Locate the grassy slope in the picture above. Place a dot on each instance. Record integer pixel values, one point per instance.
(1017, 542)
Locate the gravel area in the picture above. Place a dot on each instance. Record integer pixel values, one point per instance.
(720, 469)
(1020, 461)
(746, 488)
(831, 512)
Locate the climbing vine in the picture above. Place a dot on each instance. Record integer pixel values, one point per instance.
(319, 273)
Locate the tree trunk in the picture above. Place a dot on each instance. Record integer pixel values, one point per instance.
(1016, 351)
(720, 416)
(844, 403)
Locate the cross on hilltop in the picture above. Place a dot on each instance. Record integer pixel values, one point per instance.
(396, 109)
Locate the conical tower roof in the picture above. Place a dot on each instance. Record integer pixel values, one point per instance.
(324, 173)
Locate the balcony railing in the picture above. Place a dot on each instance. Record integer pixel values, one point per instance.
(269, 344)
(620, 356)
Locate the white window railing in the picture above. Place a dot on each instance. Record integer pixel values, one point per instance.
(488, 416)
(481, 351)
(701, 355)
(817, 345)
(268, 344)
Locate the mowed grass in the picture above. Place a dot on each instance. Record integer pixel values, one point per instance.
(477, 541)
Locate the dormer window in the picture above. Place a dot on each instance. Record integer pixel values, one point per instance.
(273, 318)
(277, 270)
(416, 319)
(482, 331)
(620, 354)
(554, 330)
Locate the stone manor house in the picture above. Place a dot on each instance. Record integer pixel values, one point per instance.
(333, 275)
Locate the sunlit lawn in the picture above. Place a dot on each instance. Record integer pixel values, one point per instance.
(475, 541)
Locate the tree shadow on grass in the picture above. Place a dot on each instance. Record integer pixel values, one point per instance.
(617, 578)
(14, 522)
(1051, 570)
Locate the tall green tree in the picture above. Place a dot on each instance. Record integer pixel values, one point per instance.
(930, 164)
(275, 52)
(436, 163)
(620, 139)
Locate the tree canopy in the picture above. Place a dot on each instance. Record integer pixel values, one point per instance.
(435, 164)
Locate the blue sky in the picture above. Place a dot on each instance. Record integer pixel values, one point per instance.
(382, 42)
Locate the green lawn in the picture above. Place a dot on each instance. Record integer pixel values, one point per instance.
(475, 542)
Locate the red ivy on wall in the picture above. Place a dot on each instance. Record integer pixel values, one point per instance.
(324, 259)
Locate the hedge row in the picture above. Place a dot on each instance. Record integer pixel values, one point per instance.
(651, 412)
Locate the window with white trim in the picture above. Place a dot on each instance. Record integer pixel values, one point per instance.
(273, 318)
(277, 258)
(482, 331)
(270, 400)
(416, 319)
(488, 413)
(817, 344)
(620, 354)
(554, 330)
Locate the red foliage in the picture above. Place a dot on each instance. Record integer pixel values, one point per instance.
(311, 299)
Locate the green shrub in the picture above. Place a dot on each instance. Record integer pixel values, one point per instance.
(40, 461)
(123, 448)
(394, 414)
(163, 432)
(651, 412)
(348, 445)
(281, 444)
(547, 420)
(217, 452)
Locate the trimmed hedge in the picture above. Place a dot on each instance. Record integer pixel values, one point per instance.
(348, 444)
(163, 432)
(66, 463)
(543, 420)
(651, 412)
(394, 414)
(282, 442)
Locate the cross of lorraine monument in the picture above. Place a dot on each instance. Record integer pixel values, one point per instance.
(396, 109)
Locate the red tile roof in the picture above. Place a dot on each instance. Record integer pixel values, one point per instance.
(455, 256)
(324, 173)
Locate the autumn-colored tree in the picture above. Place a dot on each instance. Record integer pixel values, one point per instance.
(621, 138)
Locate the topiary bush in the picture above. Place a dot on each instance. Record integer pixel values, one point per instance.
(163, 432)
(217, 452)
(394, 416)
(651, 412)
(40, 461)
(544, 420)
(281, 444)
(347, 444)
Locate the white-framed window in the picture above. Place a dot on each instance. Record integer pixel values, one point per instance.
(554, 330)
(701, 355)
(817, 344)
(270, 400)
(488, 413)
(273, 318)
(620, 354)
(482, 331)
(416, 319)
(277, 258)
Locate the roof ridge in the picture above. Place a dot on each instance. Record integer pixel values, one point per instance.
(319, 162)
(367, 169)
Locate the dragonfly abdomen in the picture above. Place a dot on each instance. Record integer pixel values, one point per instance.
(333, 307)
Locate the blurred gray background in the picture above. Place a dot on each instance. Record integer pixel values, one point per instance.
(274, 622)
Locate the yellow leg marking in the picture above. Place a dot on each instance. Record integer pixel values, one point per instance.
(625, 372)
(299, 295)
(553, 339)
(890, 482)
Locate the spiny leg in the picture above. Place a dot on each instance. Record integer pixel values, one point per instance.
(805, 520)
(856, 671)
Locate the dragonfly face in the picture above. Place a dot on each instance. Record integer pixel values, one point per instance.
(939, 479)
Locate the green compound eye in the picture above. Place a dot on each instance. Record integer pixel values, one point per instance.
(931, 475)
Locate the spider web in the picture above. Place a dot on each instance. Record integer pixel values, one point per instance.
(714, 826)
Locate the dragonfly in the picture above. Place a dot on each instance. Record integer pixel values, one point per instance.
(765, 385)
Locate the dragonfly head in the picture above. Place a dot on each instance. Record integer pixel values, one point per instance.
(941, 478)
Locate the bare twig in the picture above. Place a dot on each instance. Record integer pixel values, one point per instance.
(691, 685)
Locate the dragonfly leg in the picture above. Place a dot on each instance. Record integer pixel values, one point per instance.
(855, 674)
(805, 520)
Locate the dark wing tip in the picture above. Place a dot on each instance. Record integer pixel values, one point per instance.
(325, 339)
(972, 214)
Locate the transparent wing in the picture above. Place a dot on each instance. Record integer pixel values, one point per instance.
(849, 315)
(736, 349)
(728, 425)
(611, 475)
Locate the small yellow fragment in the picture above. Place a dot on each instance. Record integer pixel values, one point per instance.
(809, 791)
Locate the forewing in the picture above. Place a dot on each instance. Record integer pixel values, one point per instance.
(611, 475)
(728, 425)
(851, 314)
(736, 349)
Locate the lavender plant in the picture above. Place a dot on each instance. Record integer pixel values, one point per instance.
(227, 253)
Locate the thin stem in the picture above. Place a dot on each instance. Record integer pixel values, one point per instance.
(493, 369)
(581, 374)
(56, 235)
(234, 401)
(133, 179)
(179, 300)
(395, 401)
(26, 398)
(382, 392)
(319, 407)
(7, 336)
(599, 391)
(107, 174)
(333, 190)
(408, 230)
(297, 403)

_ _ _ _ _

Extract all of the data exactly as written.

RESPONSE TO THIS EXERCISE:
Locate the grassy slope in the picture above. Place a dot on each instance. Record integer pixel values, one point per instance.
(1017, 542)
Locate the gravel area in the picture above. Place a dot on each instance. Record integer pixel values, one point per instance.
(720, 469)
(1020, 461)
(746, 488)
(831, 512)
Locate the climbing vine in the picture above. Place a dot on each instance. Record integer pixel values, one point per instance.
(319, 273)
Locate the tree trunk in the picture above. Place a dot on each instance. Record integer pixel values, one point per instance.
(1016, 351)
(720, 416)
(844, 403)
Locate the cross on hilltop in the picture above. Place a dot on each instance. Record integer pixel values, one point per instance.
(396, 109)
Locate the conical tower roof in the picture above. Place a dot on each instance. Record integer pixel values, one point per instance.
(324, 173)
Locate the balcony railing in the picture above. Place a dot on each instance. Record integer pixel values, one point per instance.
(269, 344)
(620, 356)
Locate the white window railing in the picture above. Place a dot on each instance. Record integer pixel values, one point per instance.
(488, 416)
(481, 351)
(701, 355)
(817, 345)
(268, 344)
Locate the mowed grass in the picture above. Place a dot on each instance. Record integer pixel values, one point per instance.
(477, 541)
Locate the dormer window in the picture above. Place a dot on each instance. Record integer pixel values, one point per instance.
(273, 318)
(277, 270)
(416, 319)
(482, 331)
(620, 354)
(554, 330)
Locate the stone manor house in the picture above. Place a dot on each instance. Record integer pixel values, one point per instance.
(333, 275)
Locate the sunlit lawn in the picture above. Place a dot on each instance. Record integer pixel values, one point per instance.
(475, 541)
Locate the tree shadow on grass in the picture above. Place a dot on each instance. Record integer pixel values, one point per instance.
(617, 578)
(14, 522)
(1051, 570)
Locate the tall green tree in the picture above. Place a dot on each instance. Record integer pixel values, one point per instance.
(930, 164)
(275, 52)
(436, 163)
(620, 139)
Locate the tree canopy in the picture above. Place a dot on each instance. Record integer pixel values, one point per instance.
(435, 164)
Locate the blue sky in the picture above. Place a dot on each instance. Record integer pixel values, one point per instance.
(382, 42)
Locate the green lawn in the picture above. Place a dot on each instance. Record integer pixel values, one point per instance.
(475, 542)
Locate the red ivy on wall in the picture above. Place a dot on each instance. Record integer pixel values, one point per instance.
(324, 259)
Locate the hedge row in the picture above. Place a dot on each instance. Record integer pixel values, one point per instance.
(651, 412)
Locate the window with white trim in the picture above. Place a dot on each instance. Record integer pixel values, one point per instance.
(273, 318)
(277, 258)
(482, 331)
(270, 400)
(416, 319)
(488, 413)
(817, 344)
(620, 354)
(554, 330)
Locate the red foliage in the picture above. Place a dot on each instance. Record integer pixel values, one point per instance.
(311, 299)
Locate the green shrub in the picture above. Place a dot on each instance. Record integer pixel values, one point per instance.
(40, 461)
(123, 448)
(394, 414)
(163, 432)
(651, 412)
(348, 445)
(281, 444)
(547, 420)
(217, 452)
Locate the trimmed hedge in the picture above. Place a dot on each instance. Record integer pixel values, one point per instance.
(348, 444)
(163, 432)
(66, 463)
(543, 420)
(651, 412)
(394, 414)
(282, 442)
Locate the cross of lorraine monument in the picture above. Place a dot on each instance. Record integer pixel values, one point per instance.
(396, 109)
Locate the red tile roof in the picture above. Place a dot on each instance. Record integer pixel values, one point per instance.
(455, 256)
(324, 173)
Locate the autumn-colored tree in the picture above. Place a dot on each instance. Record integer pixel values, one point per instance.
(621, 138)
Locate the topiary bush in the picture above. Place a dot on each instance. Record integer pixel values, one point per instance.
(163, 432)
(217, 452)
(394, 416)
(651, 412)
(40, 461)
(544, 420)
(281, 444)
(347, 444)
Locate the white-framed window in the picture above. Place a dot on each instance. Record integer pixel values, one point per instance.
(554, 330)
(701, 355)
(817, 344)
(270, 400)
(488, 413)
(273, 318)
(620, 354)
(482, 331)
(416, 319)
(277, 258)
Locate the roof ridge in the picture above. Place a dot on each instance. Record integer pixel values, one point per instance.
(319, 162)
(367, 169)
Locate the dragonfly abdomen in the picture above. Place a dot on each instance. Record integer pixel values, one point per instance.
(333, 307)
Locate the blurred gray background in the picture above. Place a dot on each instance. Record integer pixel values, one point per instance.
(274, 622)
Locate the yellow leg marking in the picture above. Place a dot on each instance. Record integer pixel values, one point per instance.
(625, 372)
(299, 295)
(553, 339)
(890, 482)
Locate the spiny leg in the picture above. Place a dot on each instance. Record integer pixel values, one point per instance.
(805, 520)
(856, 671)
Locate the dragonfly face in the picture above. Place a dot on each instance. Record integer pixel values, one point per instance.
(939, 479)
Locate the green compound eye in the picture above. Place a dot on each instance. Record integer pixel values, one point per instance.
(931, 475)
Locate the spider web in the picture above. Place a dot on each instance. Record integer pixel values, one point per instance.
(714, 826)
Locate the dragonfly in the picture above. Place a dot on each instance. Record integer pixel values, one point per instance.
(765, 385)
Locate the dragonfly head in the picture above. Place a dot on each instance. Record integer pixel values, one point per instance.
(941, 478)
Locate the bare twig in the picture above. Place a dot on each instance. Record integer pixel values, one point per instance.
(691, 685)
Locate the dragonfly leg in the picture above. Place a dot on each instance. Record integer pixel values, one point per instance.
(855, 674)
(805, 520)
Locate the dark wing tip in the picture above. Place a dot on each instance. Record integer pixel values, one point per instance.
(325, 339)
(972, 214)
Locate the transparent wing in the picture above. Place a dot on each instance. Record integer pixel values, one point per instance.
(849, 315)
(736, 349)
(728, 425)
(611, 475)
Locate the small yellow fragment in the picture above. Place a dot on each instance. Record integer pixel values, one point per instance.
(809, 791)
Locate the forewing in the picture above. Place a dot on each instance. Record integer pixel values, one point per instance.
(611, 475)
(728, 425)
(851, 314)
(736, 349)
Locate the lavender plant in the picture above. Place a dot on each instance. Record integer pixel values, one point per instance.
(227, 253)
Locate the thin stem in the picture above. Place a dot on each instance. Record integer pixel values, one point per instance.
(493, 369)
(581, 374)
(56, 235)
(234, 401)
(133, 179)
(179, 300)
(395, 401)
(26, 398)
(382, 392)
(319, 407)
(7, 336)
(599, 391)
(107, 174)
(333, 190)
(408, 230)
(297, 403)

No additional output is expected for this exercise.